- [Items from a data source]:
════════

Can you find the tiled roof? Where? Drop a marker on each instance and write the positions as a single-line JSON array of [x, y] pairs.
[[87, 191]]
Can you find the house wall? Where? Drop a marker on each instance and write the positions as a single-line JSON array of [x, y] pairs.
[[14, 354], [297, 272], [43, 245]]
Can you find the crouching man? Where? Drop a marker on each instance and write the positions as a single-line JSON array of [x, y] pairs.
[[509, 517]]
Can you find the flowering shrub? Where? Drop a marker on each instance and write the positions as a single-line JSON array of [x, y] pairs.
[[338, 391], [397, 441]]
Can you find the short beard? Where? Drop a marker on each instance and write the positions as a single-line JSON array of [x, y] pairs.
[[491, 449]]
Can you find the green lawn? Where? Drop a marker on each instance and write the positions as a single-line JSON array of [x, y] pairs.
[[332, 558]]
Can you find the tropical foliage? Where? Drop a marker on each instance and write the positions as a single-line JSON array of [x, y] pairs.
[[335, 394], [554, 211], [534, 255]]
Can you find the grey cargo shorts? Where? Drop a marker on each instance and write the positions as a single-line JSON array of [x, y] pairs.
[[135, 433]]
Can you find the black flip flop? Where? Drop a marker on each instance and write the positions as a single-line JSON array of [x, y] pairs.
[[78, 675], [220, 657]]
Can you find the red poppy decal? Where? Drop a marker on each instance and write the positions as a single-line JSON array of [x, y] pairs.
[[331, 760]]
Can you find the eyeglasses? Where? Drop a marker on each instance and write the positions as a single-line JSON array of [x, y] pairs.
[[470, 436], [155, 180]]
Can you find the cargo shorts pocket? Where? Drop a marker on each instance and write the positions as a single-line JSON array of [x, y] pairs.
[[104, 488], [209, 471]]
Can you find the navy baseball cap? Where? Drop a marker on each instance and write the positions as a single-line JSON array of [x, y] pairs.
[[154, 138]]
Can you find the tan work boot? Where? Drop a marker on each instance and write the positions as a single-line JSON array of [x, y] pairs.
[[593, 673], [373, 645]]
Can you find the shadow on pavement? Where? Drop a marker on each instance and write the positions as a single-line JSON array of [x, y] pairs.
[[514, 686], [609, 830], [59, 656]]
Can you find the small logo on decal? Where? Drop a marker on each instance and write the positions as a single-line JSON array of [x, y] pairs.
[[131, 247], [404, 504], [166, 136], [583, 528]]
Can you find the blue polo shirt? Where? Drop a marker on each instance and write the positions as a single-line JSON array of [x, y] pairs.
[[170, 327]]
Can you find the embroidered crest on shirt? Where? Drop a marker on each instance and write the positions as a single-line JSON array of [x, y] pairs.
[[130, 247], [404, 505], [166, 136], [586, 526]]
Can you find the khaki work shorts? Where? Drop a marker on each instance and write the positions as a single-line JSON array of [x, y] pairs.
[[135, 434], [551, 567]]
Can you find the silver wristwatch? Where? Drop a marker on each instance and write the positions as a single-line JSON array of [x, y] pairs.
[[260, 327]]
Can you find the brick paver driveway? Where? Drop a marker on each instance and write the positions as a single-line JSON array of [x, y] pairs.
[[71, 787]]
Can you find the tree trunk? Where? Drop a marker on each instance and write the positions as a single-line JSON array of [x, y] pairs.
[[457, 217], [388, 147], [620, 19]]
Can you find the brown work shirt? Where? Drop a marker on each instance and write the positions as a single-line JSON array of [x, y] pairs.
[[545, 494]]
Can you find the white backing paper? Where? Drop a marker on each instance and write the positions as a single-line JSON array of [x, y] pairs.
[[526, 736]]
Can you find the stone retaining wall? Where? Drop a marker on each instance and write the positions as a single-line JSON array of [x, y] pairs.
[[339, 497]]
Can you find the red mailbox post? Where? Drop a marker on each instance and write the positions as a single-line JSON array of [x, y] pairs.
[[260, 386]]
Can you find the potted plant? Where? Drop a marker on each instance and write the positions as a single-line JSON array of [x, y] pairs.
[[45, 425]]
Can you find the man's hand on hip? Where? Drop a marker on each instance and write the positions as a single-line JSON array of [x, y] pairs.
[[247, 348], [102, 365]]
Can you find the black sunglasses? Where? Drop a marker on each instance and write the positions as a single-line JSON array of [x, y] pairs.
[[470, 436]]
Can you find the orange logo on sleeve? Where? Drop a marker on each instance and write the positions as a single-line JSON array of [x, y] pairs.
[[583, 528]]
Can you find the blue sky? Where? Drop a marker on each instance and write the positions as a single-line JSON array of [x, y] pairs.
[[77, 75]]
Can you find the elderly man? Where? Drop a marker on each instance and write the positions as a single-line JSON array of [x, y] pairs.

════════

- [Your assignment]: Please repeat each entry. Keep every word the same.

- [Task answer]:
Can you find the tiled roof? Where? Drop a marker on each instance and write the positions as a single-line JSON array of [x, y] pairs.
[[87, 191]]
Can you find the house wall? Where? Drop a marker on each instance and write the positions as a single-line JSON array of [x, y] pairs.
[[14, 354], [297, 272], [43, 245]]
Can you find the crouching man? Where? Drop a marker on each instance and write the positions as a single-line JSON array of [x, y] pairs.
[[509, 517]]
Can you find the flowering shrub? Where? Drop a marker on each instance and write the positions as a single-line JSON array of [x, y] pairs.
[[338, 391], [397, 441]]
Can you find the short beard? Where? Drop a marker on each instance and write the positions as a single-line JSON array of [x, y] pairs.
[[491, 449]]
Can you find the green lawn? Where? Drop a marker on each instance and write the positions as a single-line JSON array of [x, y] pairs.
[[332, 558]]
Can you find the tropical foliage? Where? Drop a marker on each instance and write the positions as a single-line JSON array of [x, y] pairs.
[[335, 394], [554, 211], [534, 255]]
Can you find the grey cargo shorts? Where? Drop a marker on each instance and write the positions as a single-line JSON array of [x, y] pairs.
[[135, 433]]
Can you find the black flip flop? Where? Drop a marker on each instance and write the positions as a single-line JSON array of [x, y] pairs.
[[78, 675], [220, 657]]
Can you find the red poppy decal? Where? Drop a marker on each instance and write the positions as a single-line JSON array of [x, y] pairs.
[[331, 760]]
Can you find the eyeglasses? Where? Drop a marker on each instance and write the positions as a single-line JSON array of [x, y] pairs.
[[470, 436], [155, 180]]
Can you find the cargo shorts pocket? Where? Drop a marker on each instance and write the positions as a single-line JSON array of [x, y] pairs.
[[104, 488], [209, 471]]
Can you find the navy baseball cap? Where? Drop a marker on each instance and write the positions as a single-line JSON array of [x, y] pairs.
[[154, 138]]
Can you find the tan work boot? Where? Drop a marker on each instance and write the positions as a single-line JSON array of [x, y] pairs.
[[593, 673], [373, 645]]
Can you find the shadow on pavement? Where? Drop a marker on each instance and write the positions as a single-line JSON array of [x, y] pairs.
[[514, 686], [609, 830], [59, 656]]
Can you find the small logo on decal? Where? Drop a marker on each instance and write the positions as a single-line JSON array of [x, y] pairs.
[[131, 247], [404, 504], [166, 136], [583, 528]]
Can you find the blue polo shirt? Where? Drop a marker on each instance and write the positions as a single-line JSON array of [x, y] pairs.
[[170, 327]]
Can you find the embroidered crest on shirt? Where? Drop a marker on each instance and write the positions as a single-line JSON array of [x, y] pairs.
[[130, 247], [404, 505], [166, 136], [586, 526]]
Can you find the khaki work shorts? Where? Drop a marker on each instance and write the positions as a single-line JSON array of [x, y] pairs.
[[135, 434], [551, 567]]
Can you find the silver wristwatch? Where? Drop a marker on each instance and write the positions as a single-line JSON array of [x, y] pairs.
[[260, 327]]
Can you find the brick paver driveway? Where? Drop a marker on each instance and write the positions as a single-line JSON array of [x, y] pairs.
[[71, 787]]
Can you find the tree trunk? Where? Drop a marker on each instance and write the positions as a single-line JSON array of [x, y] pairs.
[[457, 217], [388, 147], [620, 19]]
Can you find the brown work shirt? Where? Drop a marker on each instance and write the positions as a single-line JSON array of [x, y] pairs.
[[545, 494]]
Can you find the white backing paper? Where? Drop a marker on each instance and write the positions as a single-line JSON array of [x, y] pairs.
[[526, 736]]
Can you find the stone retaining wall? Where? Drop a marker on each instance and write the positions as a single-line JSON array of [x, y] pairs.
[[339, 497]]
Can you find the red mailbox post? Where? Drop a marker on each instance and write the positions as a single-line JSON array of [x, y] pairs.
[[260, 386]]
Can you find the potted plant? Where? Drop a marker on each instance and write the positions as a single-line JSON array of [x, y] pairs.
[[45, 425]]
Can you find the man's hand on hip? Where? Drop a marker on each instance and write the positions as a single-line JSON array of [x, y] pairs.
[[247, 348], [102, 365]]
Can you find the black sunglasses? Where? Drop a marker on each instance and write the positions as a single-line JSON array of [x, y] pairs.
[[470, 436]]
Can you find the orange logo on sleeve? Where? Drop a marker on each instance and write the positions as a single-line JSON array of [x, y] pairs.
[[583, 528]]
Can you find the blue sky? Where? Drop a marker on each instance and write the positions as a single-line JSON array of [x, y] pairs.
[[77, 75]]
Can you find the elderly man? Where? Drop a marker on each instance and write the positions as a single-line JSON array of [x, y] pairs.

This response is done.